TASK DESCRIPTION ->
Print the lines of the records below character for character, from the line with "like x=329, y=368." to the line with "x=294, y=371", including both of those lines.

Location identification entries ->
-- START --

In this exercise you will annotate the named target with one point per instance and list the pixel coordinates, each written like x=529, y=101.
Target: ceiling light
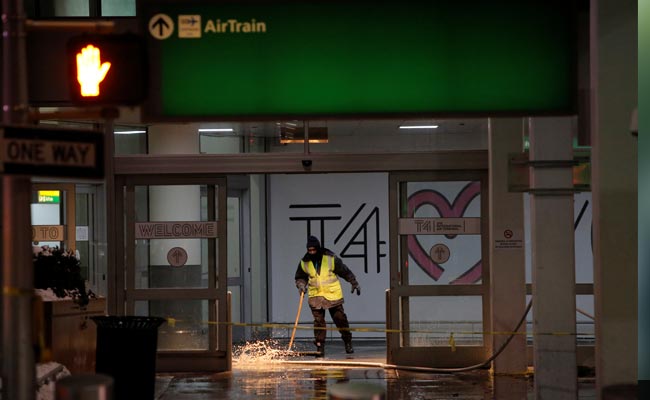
x=216, y=130
x=297, y=135
x=418, y=126
x=128, y=132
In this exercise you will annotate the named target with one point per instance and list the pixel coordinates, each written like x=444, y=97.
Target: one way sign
x=50, y=152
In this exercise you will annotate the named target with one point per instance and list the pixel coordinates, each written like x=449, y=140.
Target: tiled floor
x=287, y=377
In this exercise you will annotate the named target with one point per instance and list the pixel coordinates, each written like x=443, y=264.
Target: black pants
x=340, y=319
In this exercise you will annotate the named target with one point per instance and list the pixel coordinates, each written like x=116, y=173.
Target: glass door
x=175, y=257
x=438, y=305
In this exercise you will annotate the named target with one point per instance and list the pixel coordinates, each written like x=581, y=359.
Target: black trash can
x=126, y=350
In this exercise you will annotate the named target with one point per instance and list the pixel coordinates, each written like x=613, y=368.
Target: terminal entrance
x=438, y=304
x=174, y=266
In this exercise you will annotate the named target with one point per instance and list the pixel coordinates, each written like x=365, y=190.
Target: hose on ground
x=427, y=369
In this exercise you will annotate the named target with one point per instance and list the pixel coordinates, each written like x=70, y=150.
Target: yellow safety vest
x=327, y=283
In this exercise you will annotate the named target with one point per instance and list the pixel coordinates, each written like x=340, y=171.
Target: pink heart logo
x=445, y=210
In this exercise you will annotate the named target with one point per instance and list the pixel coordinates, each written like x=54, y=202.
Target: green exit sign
x=49, y=196
x=359, y=58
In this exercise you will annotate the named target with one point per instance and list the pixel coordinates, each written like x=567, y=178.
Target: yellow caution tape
x=173, y=321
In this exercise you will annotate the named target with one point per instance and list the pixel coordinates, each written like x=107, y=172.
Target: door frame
x=397, y=313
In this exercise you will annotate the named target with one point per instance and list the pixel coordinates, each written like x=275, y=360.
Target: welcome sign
x=298, y=59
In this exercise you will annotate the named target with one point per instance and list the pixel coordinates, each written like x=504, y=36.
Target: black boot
x=348, y=348
x=320, y=349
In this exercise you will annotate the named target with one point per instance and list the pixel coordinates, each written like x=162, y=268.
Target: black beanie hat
x=312, y=241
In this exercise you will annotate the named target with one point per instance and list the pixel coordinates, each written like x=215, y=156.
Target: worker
x=318, y=275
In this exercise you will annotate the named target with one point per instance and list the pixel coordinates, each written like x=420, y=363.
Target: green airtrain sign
x=359, y=58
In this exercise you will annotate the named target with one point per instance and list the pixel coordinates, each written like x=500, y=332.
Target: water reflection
x=261, y=370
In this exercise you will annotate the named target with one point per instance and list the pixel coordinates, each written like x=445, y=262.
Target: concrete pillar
x=614, y=85
x=553, y=263
x=507, y=259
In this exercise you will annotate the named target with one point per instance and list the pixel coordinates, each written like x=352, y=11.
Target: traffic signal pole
x=18, y=365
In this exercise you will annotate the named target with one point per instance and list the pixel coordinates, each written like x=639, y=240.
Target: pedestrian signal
x=107, y=69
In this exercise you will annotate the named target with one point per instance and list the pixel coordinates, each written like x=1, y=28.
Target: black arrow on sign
x=161, y=24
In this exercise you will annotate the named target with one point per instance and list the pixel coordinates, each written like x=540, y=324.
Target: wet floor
x=276, y=375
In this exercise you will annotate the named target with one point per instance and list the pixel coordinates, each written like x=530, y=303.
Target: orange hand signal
x=90, y=71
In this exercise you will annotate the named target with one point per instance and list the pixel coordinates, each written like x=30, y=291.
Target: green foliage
x=60, y=271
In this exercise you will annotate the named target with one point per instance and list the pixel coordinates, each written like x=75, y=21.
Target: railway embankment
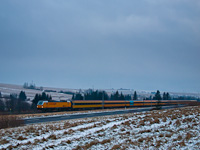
x=177, y=128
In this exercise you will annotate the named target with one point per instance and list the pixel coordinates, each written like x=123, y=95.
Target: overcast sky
x=142, y=45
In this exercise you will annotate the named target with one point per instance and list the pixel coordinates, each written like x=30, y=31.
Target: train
x=44, y=105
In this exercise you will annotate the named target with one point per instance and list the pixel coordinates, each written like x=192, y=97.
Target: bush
x=7, y=121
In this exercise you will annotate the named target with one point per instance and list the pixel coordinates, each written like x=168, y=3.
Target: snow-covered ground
x=164, y=129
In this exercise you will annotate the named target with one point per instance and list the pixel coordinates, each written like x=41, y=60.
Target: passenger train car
x=101, y=104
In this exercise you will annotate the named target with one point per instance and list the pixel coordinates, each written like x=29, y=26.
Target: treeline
x=102, y=95
x=167, y=96
x=19, y=103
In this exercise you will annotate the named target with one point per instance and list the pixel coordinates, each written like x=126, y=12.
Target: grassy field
x=160, y=129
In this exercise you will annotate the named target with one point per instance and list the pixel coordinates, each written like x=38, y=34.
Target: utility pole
x=103, y=100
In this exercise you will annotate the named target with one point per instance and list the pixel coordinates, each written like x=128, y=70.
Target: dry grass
x=8, y=121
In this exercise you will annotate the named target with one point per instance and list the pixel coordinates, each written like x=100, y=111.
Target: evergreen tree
x=135, y=96
x=168, y=97
x=2, y=106
x=158, y=98
x=116, y=96
x=121, y=97
x=22, y=96
x=164, y=96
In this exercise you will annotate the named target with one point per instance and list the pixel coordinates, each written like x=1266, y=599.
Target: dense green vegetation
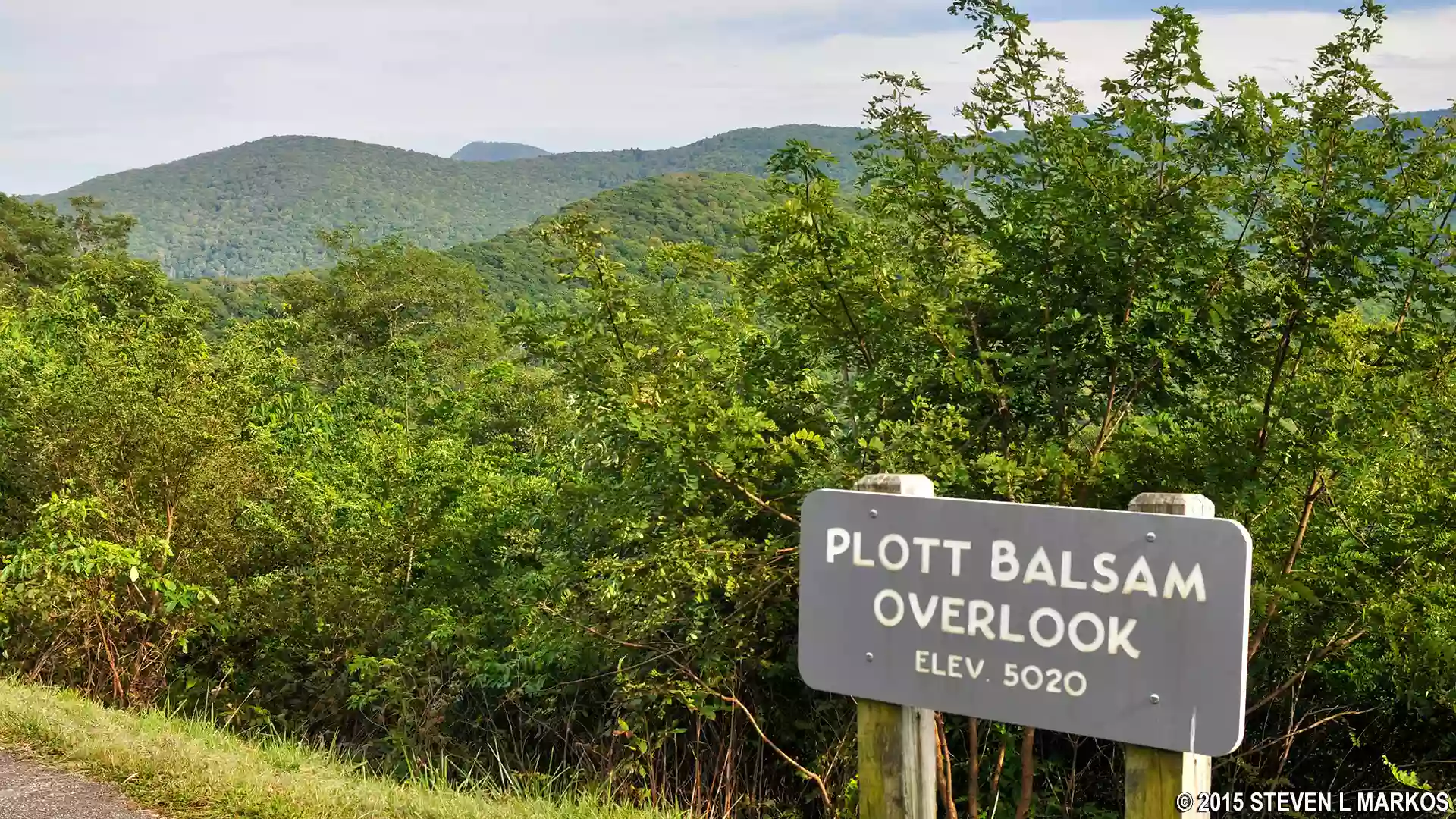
x=190, y=768
x=677, y=207
x=254, y=209
x=563, y=538
x=497, y=152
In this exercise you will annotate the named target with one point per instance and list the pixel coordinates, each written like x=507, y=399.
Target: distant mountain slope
x=704, y=207
x=254, y=209
x=676, y=207
x=497, y=152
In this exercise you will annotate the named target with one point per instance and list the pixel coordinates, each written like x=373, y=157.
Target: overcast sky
x=96, y=86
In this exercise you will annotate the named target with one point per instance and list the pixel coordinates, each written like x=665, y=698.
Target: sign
x=1122, y=626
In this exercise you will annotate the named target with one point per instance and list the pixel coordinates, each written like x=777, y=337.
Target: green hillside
x=704, y=207
x=254, y=209
x=676, y=207
x=497, y=152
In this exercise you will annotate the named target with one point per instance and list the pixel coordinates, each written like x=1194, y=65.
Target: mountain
x=676, y=207
x=497, y=152
x=254, y=209
x=702, y=207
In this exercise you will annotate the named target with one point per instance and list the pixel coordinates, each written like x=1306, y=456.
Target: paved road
x=34, y=792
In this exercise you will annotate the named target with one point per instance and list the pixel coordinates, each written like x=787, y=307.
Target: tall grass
x=193, y=768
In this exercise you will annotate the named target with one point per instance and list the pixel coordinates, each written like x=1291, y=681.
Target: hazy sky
x=95, y=86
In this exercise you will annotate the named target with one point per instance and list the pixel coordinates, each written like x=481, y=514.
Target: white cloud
x=93, y=86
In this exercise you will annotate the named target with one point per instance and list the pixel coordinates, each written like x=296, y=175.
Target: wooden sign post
x=896, y=742
x=1122, y=626
x=1152, y=779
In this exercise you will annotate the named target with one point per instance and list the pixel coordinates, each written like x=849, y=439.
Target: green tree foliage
x=670, y=209
x=254, y=209
x=564, y=538
x=497, y=152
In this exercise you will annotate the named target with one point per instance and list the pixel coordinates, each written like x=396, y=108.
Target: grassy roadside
x=191, y=770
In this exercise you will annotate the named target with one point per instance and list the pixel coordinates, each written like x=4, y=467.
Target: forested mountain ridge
x=255, y=209
x=497, y=152
x=676, y=207
x=520, y=264
x=563, y=538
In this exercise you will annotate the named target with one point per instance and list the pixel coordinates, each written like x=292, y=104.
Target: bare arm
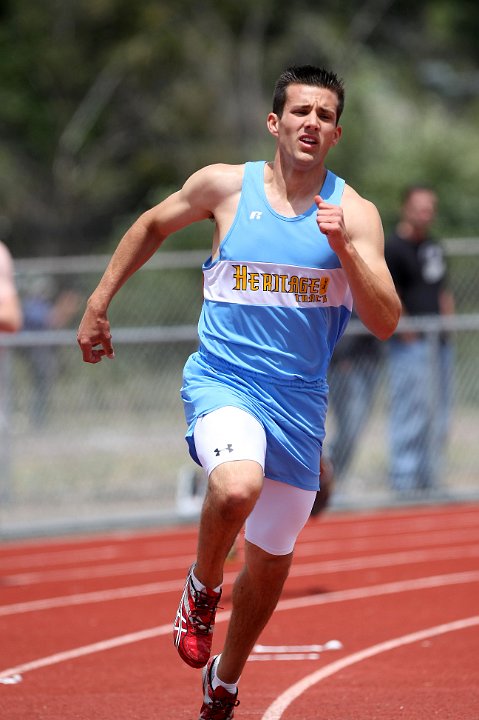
x=196, y=201
x=355, y=234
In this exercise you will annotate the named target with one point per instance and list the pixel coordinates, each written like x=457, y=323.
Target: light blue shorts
x=292, y=414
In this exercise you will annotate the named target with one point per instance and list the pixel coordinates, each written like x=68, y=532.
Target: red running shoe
x=194, y=623
x=218, y=704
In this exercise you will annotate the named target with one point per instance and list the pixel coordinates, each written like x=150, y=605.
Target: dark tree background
x=107, y=105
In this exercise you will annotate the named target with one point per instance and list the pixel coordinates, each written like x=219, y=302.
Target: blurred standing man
x=420, y=364
x=353, y=376
x=292, y=246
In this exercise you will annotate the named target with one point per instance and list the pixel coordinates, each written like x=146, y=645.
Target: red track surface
x=87, y=622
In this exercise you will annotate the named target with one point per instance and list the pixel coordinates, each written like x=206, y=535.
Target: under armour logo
x=229, y=447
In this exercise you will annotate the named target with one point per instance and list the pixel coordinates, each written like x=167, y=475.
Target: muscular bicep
x=367, y=234
x=197, y=200
x=188, y=205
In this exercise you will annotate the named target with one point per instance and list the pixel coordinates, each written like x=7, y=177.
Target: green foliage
x=105, y=105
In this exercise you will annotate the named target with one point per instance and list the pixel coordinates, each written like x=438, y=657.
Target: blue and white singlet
x=276, y=302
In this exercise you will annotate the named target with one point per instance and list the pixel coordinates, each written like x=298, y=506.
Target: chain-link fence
x=85, y=446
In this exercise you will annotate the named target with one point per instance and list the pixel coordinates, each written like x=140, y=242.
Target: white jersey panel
x=274, y=285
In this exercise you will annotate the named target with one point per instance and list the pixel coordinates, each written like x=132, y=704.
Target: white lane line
x=134, y=567
x=152, y=545
x=276, y=709
x=383, y=542
x=59, y=557
x=329, y=566
x=325, y=566
x=166, y=586
x=308, y=601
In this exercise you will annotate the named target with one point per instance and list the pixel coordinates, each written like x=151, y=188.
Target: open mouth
x=308, y=140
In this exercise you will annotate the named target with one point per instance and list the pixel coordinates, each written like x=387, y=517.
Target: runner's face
x=307, y=128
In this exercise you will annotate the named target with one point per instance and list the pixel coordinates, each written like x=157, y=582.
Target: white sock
x=199, y=586
x=215, y=681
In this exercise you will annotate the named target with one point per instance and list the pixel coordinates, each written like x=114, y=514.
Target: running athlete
x=293, y=248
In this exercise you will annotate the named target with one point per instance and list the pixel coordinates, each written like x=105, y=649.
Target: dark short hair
x=307, y=75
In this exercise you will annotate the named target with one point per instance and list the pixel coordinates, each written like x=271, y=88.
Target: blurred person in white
x=10, y=308
x=45, y=307
x=10, y=321
x=420, y=363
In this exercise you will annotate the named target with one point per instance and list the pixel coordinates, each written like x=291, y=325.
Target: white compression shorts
x=281, y=510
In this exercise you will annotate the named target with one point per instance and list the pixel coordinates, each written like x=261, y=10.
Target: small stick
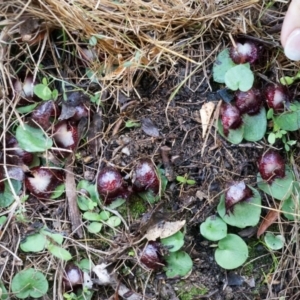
x=166, y=162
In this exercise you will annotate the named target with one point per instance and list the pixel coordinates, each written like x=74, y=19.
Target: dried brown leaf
x=205, y=114
x=163, y=230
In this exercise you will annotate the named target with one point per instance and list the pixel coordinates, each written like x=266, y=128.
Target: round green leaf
x=222, y=64
x=289, y=208
x=42, y=91
x=91, y=216
x=290, y=120
x=59, y=252
x=2, y=220
x=113, y=221
x=59, y=190
x=3, y=292
x=7, y=197
x=27, y=109
x=274, y=242
x=178, y=264
x=32, y=139
x=213, y=229
x=255, y=126
x=232, y=252
x=235, y=136
x=280, y=188
x=116, y=203
x=240, y=78
x=174, y=242
x=33, y=243
x=94, y=227
x=245, y=213
x=29, y=283
x=86, y=265
x=57, y=237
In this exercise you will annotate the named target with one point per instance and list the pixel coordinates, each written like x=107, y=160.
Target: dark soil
x=212, y=164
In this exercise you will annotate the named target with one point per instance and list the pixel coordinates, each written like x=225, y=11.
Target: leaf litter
x=127, y=55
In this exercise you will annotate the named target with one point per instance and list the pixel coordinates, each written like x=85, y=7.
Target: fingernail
x=292, y=46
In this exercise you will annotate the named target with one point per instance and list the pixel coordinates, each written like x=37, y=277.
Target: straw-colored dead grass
x=134, y=37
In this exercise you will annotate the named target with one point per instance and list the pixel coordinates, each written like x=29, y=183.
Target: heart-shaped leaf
x=214, y=228
x=32, y=139
x=280, y=188
x=290, y=120
x=255, y=126
x=94, y=227
x=178, y=264
x=231, y=253
x=245, y=213
x=33, y=243
x=29, y=283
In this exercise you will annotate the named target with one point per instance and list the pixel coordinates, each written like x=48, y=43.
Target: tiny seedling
x=29, y=283
x=132, y=123
x=45, y=239
x=43, y=91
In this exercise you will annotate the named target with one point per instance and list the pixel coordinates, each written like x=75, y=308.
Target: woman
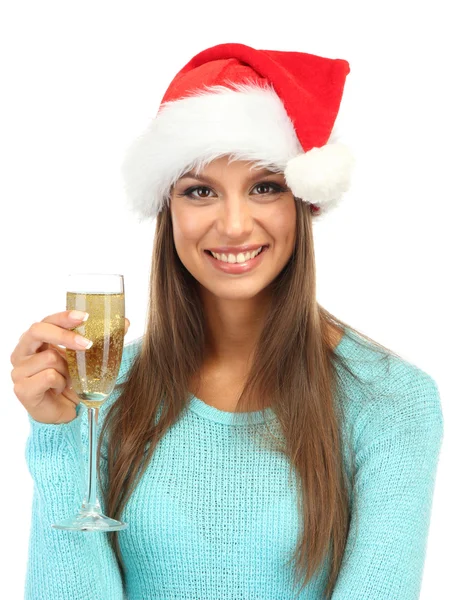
x=258, y=446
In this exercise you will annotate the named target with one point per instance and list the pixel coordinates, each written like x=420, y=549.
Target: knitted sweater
x=214, y=516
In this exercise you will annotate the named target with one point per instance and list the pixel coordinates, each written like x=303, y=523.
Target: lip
x=237, y=268
x=235, y=249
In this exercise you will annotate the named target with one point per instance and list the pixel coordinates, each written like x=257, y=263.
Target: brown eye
x=276, y=188
x=189, y=192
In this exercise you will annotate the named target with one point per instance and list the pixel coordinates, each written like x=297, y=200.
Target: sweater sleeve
x=396, y=463
x=66, y=564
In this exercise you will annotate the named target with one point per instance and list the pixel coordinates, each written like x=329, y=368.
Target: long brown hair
x=294, y=371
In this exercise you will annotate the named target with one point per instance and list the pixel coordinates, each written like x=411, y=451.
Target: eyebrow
x=259, y=173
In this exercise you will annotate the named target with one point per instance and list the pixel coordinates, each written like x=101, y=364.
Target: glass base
x=90, y=521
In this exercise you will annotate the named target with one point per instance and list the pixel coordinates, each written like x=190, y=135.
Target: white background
x=80, y=80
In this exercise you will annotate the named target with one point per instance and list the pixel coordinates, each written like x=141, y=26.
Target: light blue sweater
x=214, y=516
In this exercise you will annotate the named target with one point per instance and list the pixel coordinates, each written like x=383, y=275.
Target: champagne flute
x=94, y=373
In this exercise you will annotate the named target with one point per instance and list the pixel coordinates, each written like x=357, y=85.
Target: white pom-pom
x=321, y=175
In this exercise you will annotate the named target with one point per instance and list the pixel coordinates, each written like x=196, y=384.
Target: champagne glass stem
x=90, y=502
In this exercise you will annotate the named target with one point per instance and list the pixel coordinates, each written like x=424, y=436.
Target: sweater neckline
x=206, y=411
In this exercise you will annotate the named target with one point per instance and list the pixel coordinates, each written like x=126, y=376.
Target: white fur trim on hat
x=249, y=123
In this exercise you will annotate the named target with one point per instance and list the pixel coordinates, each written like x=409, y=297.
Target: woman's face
x=231, y=205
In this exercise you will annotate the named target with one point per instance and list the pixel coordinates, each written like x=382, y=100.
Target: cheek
x=186, y=226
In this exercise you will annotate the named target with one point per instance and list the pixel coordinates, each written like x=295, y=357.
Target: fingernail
x=83, y=342
x=78, y=315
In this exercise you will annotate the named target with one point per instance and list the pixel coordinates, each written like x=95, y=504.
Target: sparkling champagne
x=94, y=371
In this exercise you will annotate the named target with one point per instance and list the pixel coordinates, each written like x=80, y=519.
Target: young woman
x=257, y=446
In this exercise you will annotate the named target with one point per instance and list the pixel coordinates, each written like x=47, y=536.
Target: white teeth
x=232, y=258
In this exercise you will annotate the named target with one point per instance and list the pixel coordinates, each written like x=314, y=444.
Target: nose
x=234, y=218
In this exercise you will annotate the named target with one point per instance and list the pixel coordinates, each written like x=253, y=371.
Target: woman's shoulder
x=389, y=392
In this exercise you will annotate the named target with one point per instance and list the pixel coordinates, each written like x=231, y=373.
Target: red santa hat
x=274, y=108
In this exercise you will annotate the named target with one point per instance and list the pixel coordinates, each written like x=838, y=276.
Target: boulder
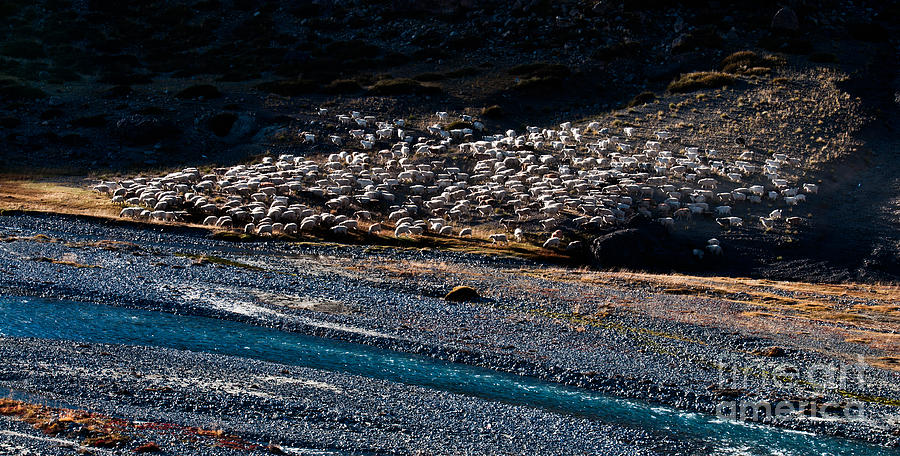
x=785, y=19
x=462, y=294
x=644, y=244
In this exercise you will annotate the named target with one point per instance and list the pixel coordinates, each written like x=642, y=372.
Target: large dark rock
x=785, y=19
x=143, y=130
x=643, y=245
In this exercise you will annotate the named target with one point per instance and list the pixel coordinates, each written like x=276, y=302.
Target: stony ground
x=674, y=340
x=188, y=403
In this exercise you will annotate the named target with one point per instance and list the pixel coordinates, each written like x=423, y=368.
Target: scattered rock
x=203, y=90
x=221, y=124
x=772, y=352
x=785, y=19
x=149, y=447
x=144, y=130
x=462, y=294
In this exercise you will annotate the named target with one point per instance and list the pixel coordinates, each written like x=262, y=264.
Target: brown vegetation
x=691, y=82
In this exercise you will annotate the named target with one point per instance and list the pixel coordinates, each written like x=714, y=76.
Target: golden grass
x=60, y=197
x=102, y=431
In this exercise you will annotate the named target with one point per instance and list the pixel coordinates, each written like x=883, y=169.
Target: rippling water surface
x=77, y=321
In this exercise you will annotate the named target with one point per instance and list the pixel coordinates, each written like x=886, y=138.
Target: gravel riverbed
x=690, y=352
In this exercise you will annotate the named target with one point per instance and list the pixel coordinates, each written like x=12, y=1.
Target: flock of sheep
x=389, y=176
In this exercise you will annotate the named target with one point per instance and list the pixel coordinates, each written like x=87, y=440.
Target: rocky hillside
x=108, y=87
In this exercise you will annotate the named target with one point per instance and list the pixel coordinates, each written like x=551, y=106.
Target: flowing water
x=77, y=321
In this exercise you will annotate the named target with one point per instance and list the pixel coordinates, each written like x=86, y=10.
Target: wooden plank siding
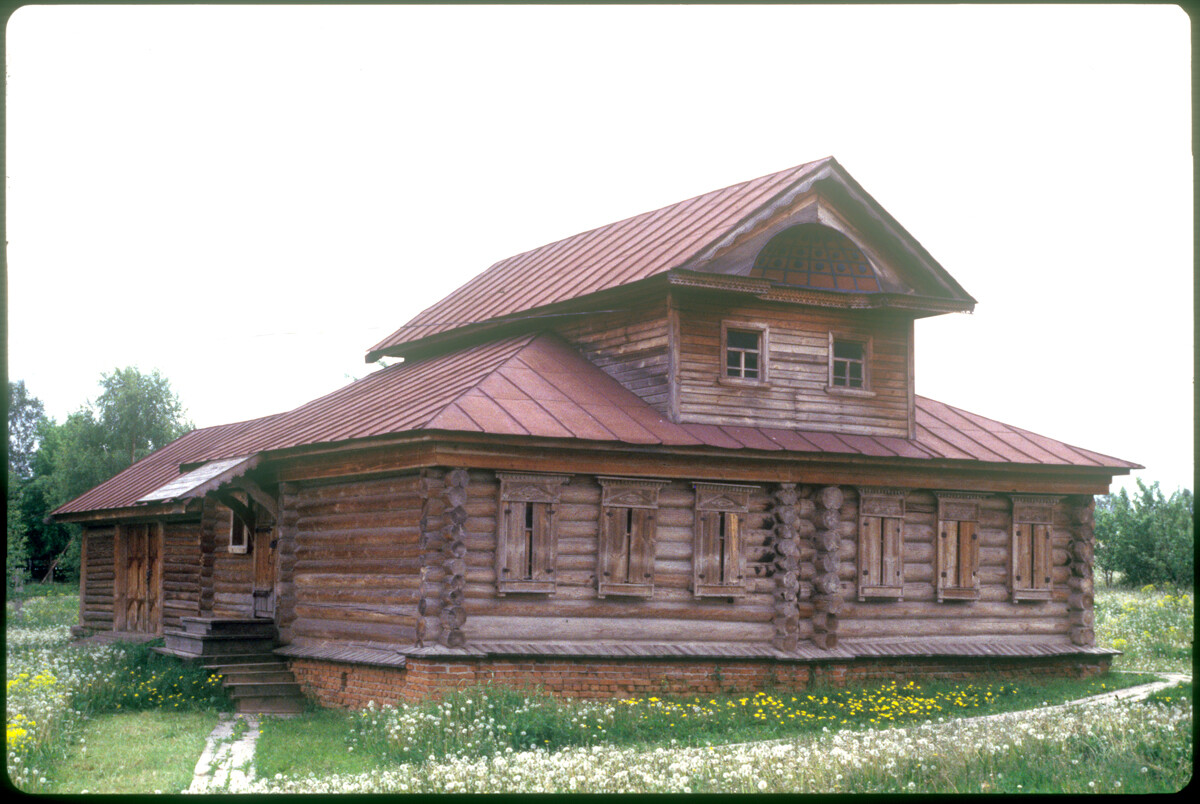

-- END --

ANSWER TO THIS EXERCISE ->
In this exercise you will annotate the named target with one point per instance and list the pixel coordinates, each written like x=329, y=368.
Target: long brown hair
x=294, y=371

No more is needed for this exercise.